━━━ Records shown ━━━
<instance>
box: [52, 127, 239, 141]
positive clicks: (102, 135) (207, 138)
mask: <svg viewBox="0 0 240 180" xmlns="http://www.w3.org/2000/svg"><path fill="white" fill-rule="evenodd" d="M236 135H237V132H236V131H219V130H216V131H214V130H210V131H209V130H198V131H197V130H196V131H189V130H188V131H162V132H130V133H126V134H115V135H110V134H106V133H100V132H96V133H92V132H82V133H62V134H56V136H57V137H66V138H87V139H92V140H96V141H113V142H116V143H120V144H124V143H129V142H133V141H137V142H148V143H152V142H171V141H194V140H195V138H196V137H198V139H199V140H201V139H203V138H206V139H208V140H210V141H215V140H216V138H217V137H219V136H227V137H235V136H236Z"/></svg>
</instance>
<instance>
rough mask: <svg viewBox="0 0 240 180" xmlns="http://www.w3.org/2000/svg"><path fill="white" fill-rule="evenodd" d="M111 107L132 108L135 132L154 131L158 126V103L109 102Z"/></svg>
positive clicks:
━━━
Turn every line of the rows above into a Markdown table with the columns Line and Text. Number the lines in Line, put each line in Text, and leave out blank lines.

| Line | Text |
|---|---|
| 1 | <instance> |
| 2 | box: [52, 127, 239, 141] |
| 3 | positive clicks: (102, 135) (207, 138) |
| 4 | mask: <svg viewBox="0 0 240 180" xmlns="http://www.w3.org/2000/svg"><path fill="white" fill-rule="evenodd" d="M236 135H237V132H236V131H219V130H216V131H214V130H210V131H209V130H198V131H197V130H196V131H189V130H188V131H162V132H130V133H126V134H115V135H110V134H106V133H100V132H96V133H92V132H82V133H62V134H56V136H57V137H66V138H87V139H92V140H96V141H113V142H116V143H120V144H124V143H129V142H133V141H137V142H148V143H152V142H171V141H194V140H195V138H196V137H198V139H199V140H201V139H203V138H206V139H208V140H210V141H215V140H216V138H217V137H219V136H227V137H235V136H236Z"/></svg> |
| 5 | </instance> |
| 6 | <instance> |
| 7 | rough mask: <svg viewBox="0 0 240 180" xmlns="http://www.w3.org/2000/svg"><path fill="white" fill-rule="evenodd" d="M111 107L132 108L135 132L154 131L158 126V103L109 102Z"/></svg> |
| 8 | positive clicks: |